> **TASK DESCRIPTION**:
Reproduce only the records from the line containing "One point goes on every instance of the chair" through the line containing "x=256 y=130", including both of those lines and keeping every character unchanged.

— START OF INPUT RECORDS —

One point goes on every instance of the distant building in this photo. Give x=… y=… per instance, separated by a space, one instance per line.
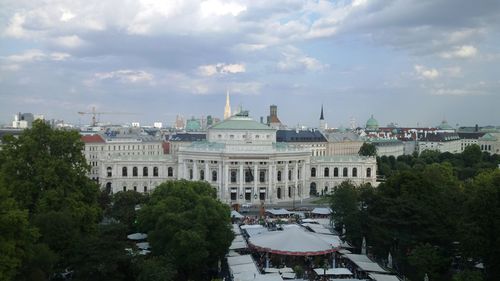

— END OF INPUT RECORDS —
— START OF INPUT RECORDS —

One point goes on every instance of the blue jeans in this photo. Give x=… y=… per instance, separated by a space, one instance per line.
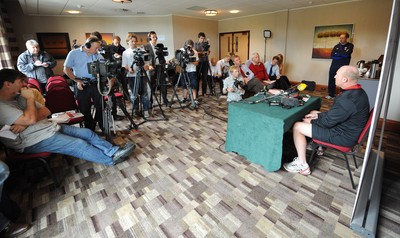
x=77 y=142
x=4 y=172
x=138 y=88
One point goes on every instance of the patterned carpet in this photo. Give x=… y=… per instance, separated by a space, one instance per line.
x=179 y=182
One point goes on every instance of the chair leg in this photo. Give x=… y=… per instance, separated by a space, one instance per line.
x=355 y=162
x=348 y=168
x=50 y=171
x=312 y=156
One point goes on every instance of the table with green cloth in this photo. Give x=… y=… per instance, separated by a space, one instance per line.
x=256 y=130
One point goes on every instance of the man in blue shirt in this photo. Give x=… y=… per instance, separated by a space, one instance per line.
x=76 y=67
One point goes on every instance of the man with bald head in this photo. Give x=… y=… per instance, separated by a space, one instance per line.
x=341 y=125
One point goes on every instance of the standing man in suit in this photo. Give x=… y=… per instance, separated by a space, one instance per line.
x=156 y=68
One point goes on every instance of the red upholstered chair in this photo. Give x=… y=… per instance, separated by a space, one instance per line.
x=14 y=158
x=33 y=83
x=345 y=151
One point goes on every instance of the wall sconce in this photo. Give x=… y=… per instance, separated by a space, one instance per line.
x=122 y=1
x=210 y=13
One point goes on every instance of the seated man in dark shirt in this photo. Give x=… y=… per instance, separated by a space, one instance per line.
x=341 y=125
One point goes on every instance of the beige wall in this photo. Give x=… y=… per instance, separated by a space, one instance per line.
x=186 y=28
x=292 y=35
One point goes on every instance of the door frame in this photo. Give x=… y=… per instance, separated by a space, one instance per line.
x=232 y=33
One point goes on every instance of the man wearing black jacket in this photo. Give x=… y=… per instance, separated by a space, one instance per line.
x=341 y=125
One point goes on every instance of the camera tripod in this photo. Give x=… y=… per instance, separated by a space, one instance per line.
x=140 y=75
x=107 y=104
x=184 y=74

— END OF INPUT RECORDS —

> **OUTPUT**:
One point goes on every instance of the chair leg in this photo. Give x=… y=… per instance, separated by a space, one instance per line.
x=355 y=162
x=348 y=168
x=50 y=171
x=312 y=156
One point goes on every instance of the table with green cloth in this photo. Give x=… y=… per instance, separated by a space, one instance per line.
x=256 y=130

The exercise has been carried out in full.